_Given request_
Could you copy out these lines with every "instance" swapped for "occurrence" and nothing else altered?

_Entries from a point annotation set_
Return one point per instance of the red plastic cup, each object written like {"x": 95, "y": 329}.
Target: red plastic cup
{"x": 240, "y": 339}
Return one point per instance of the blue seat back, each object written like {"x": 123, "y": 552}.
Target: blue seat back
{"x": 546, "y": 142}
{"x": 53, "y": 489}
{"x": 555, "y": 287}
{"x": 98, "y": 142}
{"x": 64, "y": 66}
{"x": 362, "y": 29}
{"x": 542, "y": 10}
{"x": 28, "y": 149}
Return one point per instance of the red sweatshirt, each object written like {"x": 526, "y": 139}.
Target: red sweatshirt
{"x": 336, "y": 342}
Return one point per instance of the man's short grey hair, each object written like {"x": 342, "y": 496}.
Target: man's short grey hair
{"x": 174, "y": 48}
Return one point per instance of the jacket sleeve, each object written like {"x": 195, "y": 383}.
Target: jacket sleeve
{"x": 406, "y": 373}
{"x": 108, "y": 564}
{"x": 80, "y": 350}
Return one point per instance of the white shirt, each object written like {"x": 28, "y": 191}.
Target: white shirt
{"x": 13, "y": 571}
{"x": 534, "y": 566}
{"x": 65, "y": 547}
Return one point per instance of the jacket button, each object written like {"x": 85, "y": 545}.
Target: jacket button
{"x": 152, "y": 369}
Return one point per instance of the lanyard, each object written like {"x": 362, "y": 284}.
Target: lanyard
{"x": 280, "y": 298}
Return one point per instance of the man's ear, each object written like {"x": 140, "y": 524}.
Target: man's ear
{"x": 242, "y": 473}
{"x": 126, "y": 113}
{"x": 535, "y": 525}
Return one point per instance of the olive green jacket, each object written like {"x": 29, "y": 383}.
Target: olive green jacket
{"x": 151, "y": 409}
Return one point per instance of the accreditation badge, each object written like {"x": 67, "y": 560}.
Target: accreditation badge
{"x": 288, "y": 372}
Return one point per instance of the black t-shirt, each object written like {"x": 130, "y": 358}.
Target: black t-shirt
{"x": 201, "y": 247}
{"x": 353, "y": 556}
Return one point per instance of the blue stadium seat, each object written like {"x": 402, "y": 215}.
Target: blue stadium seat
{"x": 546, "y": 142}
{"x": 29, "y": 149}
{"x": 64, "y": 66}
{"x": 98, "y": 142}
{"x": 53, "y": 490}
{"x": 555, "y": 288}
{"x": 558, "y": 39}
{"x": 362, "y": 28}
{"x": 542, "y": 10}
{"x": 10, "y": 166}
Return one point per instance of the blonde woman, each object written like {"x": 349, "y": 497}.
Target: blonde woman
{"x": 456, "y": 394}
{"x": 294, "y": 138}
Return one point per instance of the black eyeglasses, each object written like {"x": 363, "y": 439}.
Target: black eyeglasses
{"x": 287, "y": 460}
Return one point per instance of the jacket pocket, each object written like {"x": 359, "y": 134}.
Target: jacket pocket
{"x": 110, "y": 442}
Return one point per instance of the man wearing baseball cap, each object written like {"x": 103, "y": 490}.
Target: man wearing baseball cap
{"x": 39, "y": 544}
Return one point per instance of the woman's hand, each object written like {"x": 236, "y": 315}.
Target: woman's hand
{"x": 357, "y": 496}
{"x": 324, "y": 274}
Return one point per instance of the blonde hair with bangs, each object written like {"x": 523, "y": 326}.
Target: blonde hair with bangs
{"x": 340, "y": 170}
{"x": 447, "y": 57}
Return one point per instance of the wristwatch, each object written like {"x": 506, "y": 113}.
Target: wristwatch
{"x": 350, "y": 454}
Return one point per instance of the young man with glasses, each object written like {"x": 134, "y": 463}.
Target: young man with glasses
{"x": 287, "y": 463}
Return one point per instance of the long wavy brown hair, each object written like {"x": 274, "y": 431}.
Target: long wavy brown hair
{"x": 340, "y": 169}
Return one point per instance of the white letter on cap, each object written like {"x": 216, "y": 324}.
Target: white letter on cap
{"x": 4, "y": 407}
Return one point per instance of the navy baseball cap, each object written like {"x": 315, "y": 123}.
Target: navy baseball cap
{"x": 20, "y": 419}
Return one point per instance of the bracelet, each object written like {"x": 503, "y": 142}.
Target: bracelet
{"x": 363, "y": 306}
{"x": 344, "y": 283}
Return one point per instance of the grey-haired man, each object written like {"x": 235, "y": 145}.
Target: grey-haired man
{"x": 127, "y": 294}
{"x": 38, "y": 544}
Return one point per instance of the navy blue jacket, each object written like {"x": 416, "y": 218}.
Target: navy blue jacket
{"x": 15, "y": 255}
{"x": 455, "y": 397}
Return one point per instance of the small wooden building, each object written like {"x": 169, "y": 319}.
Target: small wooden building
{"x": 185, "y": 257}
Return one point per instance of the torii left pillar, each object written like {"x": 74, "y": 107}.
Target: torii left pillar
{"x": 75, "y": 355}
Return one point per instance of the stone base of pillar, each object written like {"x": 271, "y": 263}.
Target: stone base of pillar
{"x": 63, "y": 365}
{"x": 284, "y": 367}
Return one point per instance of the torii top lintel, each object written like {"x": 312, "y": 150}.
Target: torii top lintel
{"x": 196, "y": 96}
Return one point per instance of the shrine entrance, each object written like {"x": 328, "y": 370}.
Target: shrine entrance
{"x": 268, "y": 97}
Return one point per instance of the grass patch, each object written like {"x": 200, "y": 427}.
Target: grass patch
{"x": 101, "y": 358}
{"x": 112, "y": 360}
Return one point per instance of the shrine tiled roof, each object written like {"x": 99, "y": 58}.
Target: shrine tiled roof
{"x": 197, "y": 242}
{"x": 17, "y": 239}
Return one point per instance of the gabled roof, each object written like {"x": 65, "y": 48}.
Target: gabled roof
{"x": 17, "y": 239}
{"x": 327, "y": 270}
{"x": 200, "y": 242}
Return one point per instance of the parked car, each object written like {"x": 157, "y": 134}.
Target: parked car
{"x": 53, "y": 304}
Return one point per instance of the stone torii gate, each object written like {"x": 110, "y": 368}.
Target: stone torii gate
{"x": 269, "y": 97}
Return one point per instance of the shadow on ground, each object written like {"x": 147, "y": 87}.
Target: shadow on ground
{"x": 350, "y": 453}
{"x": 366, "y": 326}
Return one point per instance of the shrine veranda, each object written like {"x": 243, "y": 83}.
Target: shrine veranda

_Result of the exercise_
Return one point per occurrence of the red plastic cup, each object written like {"x": 95, "y": 329}.
Target: red plastic cup
{"x": 240, "y": 339}
Return one point per occurrence of the blue seat back, each object written like {"x": 123, "y": 552}.
Target: blue seat back
{"x": 546, "y": 142}
{"x": 53, "y": 489}
{"x": 555, "y": 287}
{"x": 98, "y": 142}
{"x": 64, "y": 66}
{"x": 362, "y": 29}
{"x": 542, "y": 10}
{"x": 28, "y": 149}
Return one point per occurrence of the red sweatshirt, each object written like {"x": 526, "y": 139}.
Target: red sweatshirt
{"x": 336, "y": 342}
Return one point per occurrence of the man's short grey hair, each object written like {"x": 342, "y": 496}.
Target: man's short grey hair
{"x": 174, "y": 48}
Return one point per occurrence of the jacket sleeve, each object written like {"x": 195, "y": 383}.
Target: jacket sleeve
{"x": 406, "y": 373}
{"x": 108, "y": 564}
{"x": 80, "y": 350}
Return one point per occurrence of the white shirt, each object written like {"x": 28, "y": 191}.
Target: white shirt
{"x": 13, "y": 571}
{"x": 534, "y": 566}
{"x": 65, "y": 547}
Return one point per occurrence of the jacket button, each object written like {"x": 85, "y": 545}.
Target: jacket button
{"x": 152, "y": 369}
Return one point per occurrence of the lanyard, each object written like {"x": 362, "y": 284}.
Target: lanyard
{"x": 280, "y": 298}
Return one point per occurrence of the man's ear, each object written like {"x": 140, "y": 524}.
Target: man's ear
{"x": 242, "y": 473}
{"x": 126, "y": 113}
{"x": 535, "y": 525}
Return one point per occurrence of the olive green jacket, each object written like {"x": 29, "y": 383}.
Target: olive green jacket
{"x": 151, "y": 409}
Return one point per occurrence of the accreditation badge, each object written like {"x": 67, "y": 560}.
Target: accreditation badge
{"x": 288, "y": 372}
Return one point per occurrence of the black t-shirt, each object written like {"x": 130, "y": 358}.
Target: black t-shirt
{"x": 201, "y": 247}
{"x": 353, "y": 556}
Return one point per occurrence of the blue stadium seat, each object written like {"x": 402, "y": 215}.
Target: blue stadium seat
{"x": 546, "y": 142}
{"x": 29, "y": 149}
{"x": 64, "y": 66}
{"x": 98, "y": 142}
{"x": 53, "y": 490}
{"x": 555, "y": 288}
{"x": 558, "y": 39}
{"x": 362, "y": 28}
{"x": 542, "y": 10}
{"x": 10, "y": 166}
Return one point per occurrence of the blonde woman, each object written like {"x": 349, "y": 497}.
Target: blonde woman
{"x": 456, "y": 394}
{"x": 294, "y": 138}
Return one point per occurrence of the black eyeglasses, each object written like {"x": 363, "y": 439}.
Target: black eyeglasses
{"x": 287, "y": 460}
Return one point per occurrence of the jacket pocket, each object written like {"x": 359, "y": 134}.
Target: jacket pocket
{"x": 110, "y": 442}
Return one point per occurrence of the man wearing baseball cap, each object written like {"x": 103, "y": 490}.
Target: man wearing baseball cap
{"x": 39, "y": 544}
Return one point per occurrence of the woman's hand, each object written like {"x": 236, "y": 315}.
Target: woman's hand
{"x": 357, "y": 496}
{"x": 324, "y": 274}
Return one point per occurrence of the blonde hair with bangs, each object written like {"x": 523, "y": 326}.
Target: blonde hair with bangs
{"x": 340, "y": 170}
{"x": 447, "y": 57}
Return one point per occurrence of the wristwatch, each object written like {"x": 506, "y": 113}.
Target: wristwatch
{"x": 350, "y": 454}
Return one point per occurrence of the young man with glasses, each object written like {"x": 134, "y": 463}.
Target: young man with glasses
{"x": 287, "y": 463}
Return one point per occurrence of the long wavy brown hair, each object written like {"x": 274, "y": 431}.
Target: long wavy brown hair
{"x": 340, "y": 169}
Return one point per occurrence of the white letter on cap, each object written like {"x": 216, "y": 324}.
Target: white letter on cap
{"x": 4, "y": 407}
Return one point per occurrence of the navy baseball cap, each object written like {"x": 315, "y": 123}.
Target: navy baseball cap
{"x": 20, "y": 419}
Return one point per occurrence of the bracelet, each object written like {"x": 503, "y": 142}.
Target: bracelet
{"x": 363, "y": 306}
{"x": 344, "y": 283}
Return one point per occurrence of the grey-haired man, each object written like {"x": 235, "y": 145}.
Target: grey-haired man
{"x": 127, "y": 294}
{"x": 38, "y": 544}
Return one point per occurrence of the navy blue jacket, each object written like {"x": 416, "y": 218}.
Target: navy blue jacket
{"x": 15, "y": 255}
{"x": 455, "y": 397}
Return one point per occurrence of the small wooden building, each object written like {"x": 169, "y": 319}.
Target: small wooden building
{"x": 185, "y": 257}
Return one point per occurrence of the torii left pillar, each object written like {"x": 74, "y": 107}.
Target: torii left pillar
{"x": 75, "y": 355}
Return one point per occurrence of the stone base of pillar, each object written like {"x": 271, "y": 263}.
Target: stone base of pillar
{"x": 63, "y": 365}
{"x": 284, "y": 367}
Return one point per occurrence of the torii top lintel, each object written like {"x": 312, "y": 150}.
Target: torii top lintel
{"x": 196, "y": 96}
Return one point per occurrence of the shrine entrance, each object written like {"x": 328, "y": 370}.
Target: shrine entrance
{"x": 268, "y": 97}
Return one point per occurrence of the grass patch, each object written like {"x": 200, "y": 427}.
Target: grass patch
{"x": 101, "y": 358}
{"x": 112, "y": 360}
Return one point per occurrence of the shrine tiled roof, each object written like {"x": 99, "y": 58}.
Target: shrine tiled roof
{"x": 197, "y": 242}
{"x": 17, "y": 239}
Return one point per occurrence of the gabled roof, each object written like {"x": 65, "y": 48}.
Target: gabled roof
{"x": 17, "y": 239}
{"x": 327, "y": 270}
{"x": 200, "y": 242}
Return one point per occurrence of the parked car, each object written like {"x": 157, "y": 134}.
Target: parked car
{"x": 53, "y": 304}
Return one point per occurrence of the stone torii gate, each object written like {"x": 110, "y": 368}.
Target: stone torii gate
{"x": 269, "y": 97}
Return one point per occurrence of the shadow on ground, each object written like {"x": 147, "y": 87}.
Target: shadow on ground
{"x": 350, "y": 453}
{"x": 366, "y": 326}
Return one point per occurrence of the shrine veranda, each object written like {"x": 243, "y": 83}.
Target: shrine veranda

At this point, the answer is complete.